## begin

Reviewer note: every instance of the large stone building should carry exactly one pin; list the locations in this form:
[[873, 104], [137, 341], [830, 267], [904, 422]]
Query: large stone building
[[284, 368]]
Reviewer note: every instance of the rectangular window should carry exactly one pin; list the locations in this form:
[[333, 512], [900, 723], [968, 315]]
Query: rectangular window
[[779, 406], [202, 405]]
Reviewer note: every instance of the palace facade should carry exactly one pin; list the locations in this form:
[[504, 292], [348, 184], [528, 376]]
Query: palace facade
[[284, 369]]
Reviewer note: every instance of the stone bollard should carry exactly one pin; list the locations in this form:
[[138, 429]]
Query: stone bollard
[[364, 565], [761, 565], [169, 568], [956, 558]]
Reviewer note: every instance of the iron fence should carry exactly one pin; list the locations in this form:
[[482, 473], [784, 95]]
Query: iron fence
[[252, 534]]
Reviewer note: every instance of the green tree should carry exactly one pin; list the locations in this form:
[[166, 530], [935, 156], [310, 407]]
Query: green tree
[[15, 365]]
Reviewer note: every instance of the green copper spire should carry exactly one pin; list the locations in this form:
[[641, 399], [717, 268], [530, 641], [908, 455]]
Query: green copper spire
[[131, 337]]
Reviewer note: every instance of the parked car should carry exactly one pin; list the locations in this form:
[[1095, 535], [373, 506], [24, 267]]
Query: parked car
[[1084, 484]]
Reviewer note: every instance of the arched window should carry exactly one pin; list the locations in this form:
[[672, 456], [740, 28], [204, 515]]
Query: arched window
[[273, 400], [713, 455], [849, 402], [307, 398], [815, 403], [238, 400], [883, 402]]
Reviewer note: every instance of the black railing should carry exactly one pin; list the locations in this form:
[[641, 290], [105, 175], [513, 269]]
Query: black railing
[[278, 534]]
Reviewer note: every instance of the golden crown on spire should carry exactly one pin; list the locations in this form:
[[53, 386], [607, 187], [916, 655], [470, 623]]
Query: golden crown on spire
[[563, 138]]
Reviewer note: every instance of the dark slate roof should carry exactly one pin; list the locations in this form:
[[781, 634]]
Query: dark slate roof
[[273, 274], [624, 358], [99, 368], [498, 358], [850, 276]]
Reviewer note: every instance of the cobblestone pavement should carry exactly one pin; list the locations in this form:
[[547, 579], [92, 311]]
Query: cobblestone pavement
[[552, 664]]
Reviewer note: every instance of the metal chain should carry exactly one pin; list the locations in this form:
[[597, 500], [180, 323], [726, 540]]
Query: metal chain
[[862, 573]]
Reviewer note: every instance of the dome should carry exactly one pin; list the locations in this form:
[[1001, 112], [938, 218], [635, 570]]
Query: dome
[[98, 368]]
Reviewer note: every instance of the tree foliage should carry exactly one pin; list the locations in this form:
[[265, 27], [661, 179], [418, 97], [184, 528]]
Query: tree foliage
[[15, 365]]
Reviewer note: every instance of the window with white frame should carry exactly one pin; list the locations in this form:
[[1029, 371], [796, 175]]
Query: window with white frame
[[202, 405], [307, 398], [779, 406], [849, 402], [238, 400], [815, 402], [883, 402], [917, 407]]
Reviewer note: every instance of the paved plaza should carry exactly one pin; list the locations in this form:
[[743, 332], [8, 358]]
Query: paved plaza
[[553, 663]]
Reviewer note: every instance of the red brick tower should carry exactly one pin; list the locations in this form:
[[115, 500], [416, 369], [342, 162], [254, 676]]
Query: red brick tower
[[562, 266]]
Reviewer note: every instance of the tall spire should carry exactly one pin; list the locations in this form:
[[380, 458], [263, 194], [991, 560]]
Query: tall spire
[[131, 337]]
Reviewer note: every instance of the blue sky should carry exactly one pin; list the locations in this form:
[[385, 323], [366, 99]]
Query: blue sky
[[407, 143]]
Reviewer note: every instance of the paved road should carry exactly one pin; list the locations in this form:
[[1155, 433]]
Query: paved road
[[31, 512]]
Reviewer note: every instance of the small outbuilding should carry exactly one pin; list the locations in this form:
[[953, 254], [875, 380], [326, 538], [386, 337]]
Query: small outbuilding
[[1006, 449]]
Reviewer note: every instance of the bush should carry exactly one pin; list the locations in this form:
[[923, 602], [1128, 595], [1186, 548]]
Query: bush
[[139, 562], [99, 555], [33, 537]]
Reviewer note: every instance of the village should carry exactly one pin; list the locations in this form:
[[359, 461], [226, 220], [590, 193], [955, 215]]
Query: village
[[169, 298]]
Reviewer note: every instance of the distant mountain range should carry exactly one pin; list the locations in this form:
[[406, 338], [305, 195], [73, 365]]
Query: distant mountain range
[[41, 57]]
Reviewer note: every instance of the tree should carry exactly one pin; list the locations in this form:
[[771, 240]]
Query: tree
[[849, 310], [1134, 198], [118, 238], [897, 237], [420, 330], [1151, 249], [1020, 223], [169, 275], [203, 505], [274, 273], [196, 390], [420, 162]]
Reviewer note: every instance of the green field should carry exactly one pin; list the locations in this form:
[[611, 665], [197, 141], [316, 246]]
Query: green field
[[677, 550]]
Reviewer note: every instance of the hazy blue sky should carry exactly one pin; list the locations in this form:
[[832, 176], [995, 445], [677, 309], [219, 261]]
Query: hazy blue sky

## end

= What you need to do =
Could you format all of the records above as a numbered list, one line per item, with any blank lines left out?

= Result =
1. Reviewer note: every instance of the large stone building should carry exactly one pin; list the locations in this form:
2. [[873, 104], [137, 341], [830, 267], [904, 422]]
3. Query: large stone building
4. [[284, 368]]
5. Reviewer note: every instance of the rectangular window should carry exactly one pin; list the locations in this form:
6. [[333, 512], [900, 723], [968, 315]]
7. Query: rectangular window
8. [[779, 406], [202, 405]]
9. Reviewer note: every instance of the palace facade should carry exactly one pin; list the locations in this form:
10. [[504, 292], [348, 184], [528, 376]]
11. Query: palace facade
12. [[284, 369]]
13. Reviewer note: every instance of the stone bollard should carry exactly one pin; list the locations in this form:
14. [[138, 429]]
15. Query: stone bollard
16. [[364, 565], [761, 565], [169, 568], [956, 558]]
17. Reviewer note: every instance of the iron fence should carry exactly one pin; list the locations in this form:
18. [[482, 473], [784, 95]]
19. Query: iron fence
20. [[252, 534]]
21. Reviewer note: every instance of the green tree should carry exactly one pin; list the locations in this form:
22. [[166, 530], [935, 156], [310, 407]]
23. Query: green tree
24. [[15, 365]]
25. Reviewer note: every instance of the green copper spire should carry exactly one pin; list the locations in this form:
26. [[641, 399], [717, 268], [530, 641], [908, 455]]
27. Query: green copper spire
28. [[131, 337]]
29. Reviewer note: every instance of the parked car should carry exactly one pin; list the locations in this form:
30. [[1095, 535], [373, 506], [24, 267]]
31. Query: parked car
32. [[1084, 484]]
33. Reviewer note: every instance of the arched window should carry exactly one pin; list the locations in this form:
34. [[672, 456], [740, 28], [204, 515]]
35. Query: arched window
36. [[273, 400], [713, 455], [849, 402], [307, 398], [815, 403], [238, 400], [883, 402]]
37. Reviewer note: every instance of the black railing should carry exactly one pin; list the locations in this form:
38. [[641, 290], [105, 175], [513, 269]]
39. Query: black railing
40. [[278, 534]]
41. Reviewer note: every instance of the golden crown on spire should carry exactly one pin; list the locations in this form:
42. [[53, 386], [607, 187], [916, 655], [470, 623]]
43. Query: golden crown on spire
44. [[563, 138]]
45. Reviewer note: every instance of the dark slate roof should carry exactly one pin; list the locations in this form:
46. [[781, 634]]
47. Query: dark slate roof
48. [[273, 274], [624, 358], [99, 368], [498, 358], [850, 276]]
49. Reviewer note: every instance of the cobblestone pavement should carry exactly one pin; list the locations in this form:
50. [[547, 579], [92, 311]]
51. Query: cobblestone pavement
52. [[552, 664]]
53. Reviewer note: every instance of the metal chain should carry exactly one pin; list the locations in this form:
54. [[597, 500], [180, 323], [726, 540]]
55. Query: metal chain
56. [[862, 573]]
57. Reviewer note: every instance of the dome should carry exactly one pin; list the locations in this form:
58. [[1001, 112], [938, 218], [635, 570]]
59. Query: dome
60. [[98, 368]]
61. Reviewer note: every instance of the tree foliage should carry exactly one pin; list the locations in this form:
62. [[265, 27], [661, 179], [418, 97], [184, 528]]
63. Query: tree foliage
64. [[15, 365]]
65. Reviewer note: every instance of the window with white frame should carry exactly one pin; list the locations in this form:
66. [[1029, 371], [796, 175]]
67. Query: window with white frame
68. [[202, 405], [307, 398], [779, 406], [849, 402], [238, 400], [815, 402], [883, 402], [917, 407]]
69. Reviewer note: every instance of the paved plaza should carry exactly one pin; list the locations in this form:
70. [[743, 332], [8, 358]]
71. Query: paved plaza
72. [[553, 663]]
73. Reviewer note: every instance of the red brick tower should carry exactly one pin; list the locations in this form:
74. [[115, 500], [416, 369], [342, 162], [254, 676]]
75. Query: red brick tower
76. [[562, 266]]
77. Reviewer note: every instance of the tall spire should carry exactly one pin; list the locations in this form:
78. [[380, 458], [263, 194], [991, 560]]
79. Query: tall spire
80. [[131, 337]]
81. Reviewer note: every instance of the blue sky should carry exactly one pin; list the locations in this form:
82. [[385, 323], [366, 99]]
83. Query: blue sky
84. [[407, 143]]
85. Reviewer note: every instance of the paved road should carry exactly one pin; list the locations in this form:
86. [[1155, 433]]
87. Query: paved road
88. [[31, 512]]
89. Reviewer note: every instance of the small outbuilding should carry exactly one pin; list the locations in this form:
90. [[953, 254], [875, 380], [326, 538], [386, 337]]
91. Query: small outbuilding
92. [[1006, 449]]
93. Reviewer note: every instance of the bush should carry exactly one pin; list the locations in this form:
94. [[923, 602], [1128, 595], [1186, 548]]
95. Query: bush
96. [[139, 562], [99, 555], [33, 537]]
97. Reviewer note: every instance of the village should carry exactly one pin; list the locations in this form:
98. [[359, 461], [226, 220], [590, 193], [955, 215]]
99. Query: village
100. [[169, 298]]
101. Reviewer note: every instance of the distant mountain range should carry exactly one pin; list the locations in this form:
102. [[406, 338], [305, 195], [73, 365]]
103. Query: distant mountain range
104. [[41, 57]]
105. Reviewer note: every instance of the tree should carry exactly one pin; list the locations in this form:
106. [[771, 240]]
107. Query: tree
108. [[849, 310], [1134, 198], [118, 238], [897, 237], [420, 330], [1151, 249], [1020, 223], [169, 275], [203, 505], [274, 273], [196, 390], [420, 162]]
109. Reviewer note: every instance of the green field should carry exactly one pin; list the locations in this form:
110. [[611, 665], [197, 141], [316, 246]]
111. Query: green field
112. [[677, 550]]
113. Reviewer note: every instance of the hazy blue sky should carry exactly one pin; list the locations in this form:
114. [[832, 176], [995, 445], [677, 309], [219, 261]]
115. Query: hazy blue sky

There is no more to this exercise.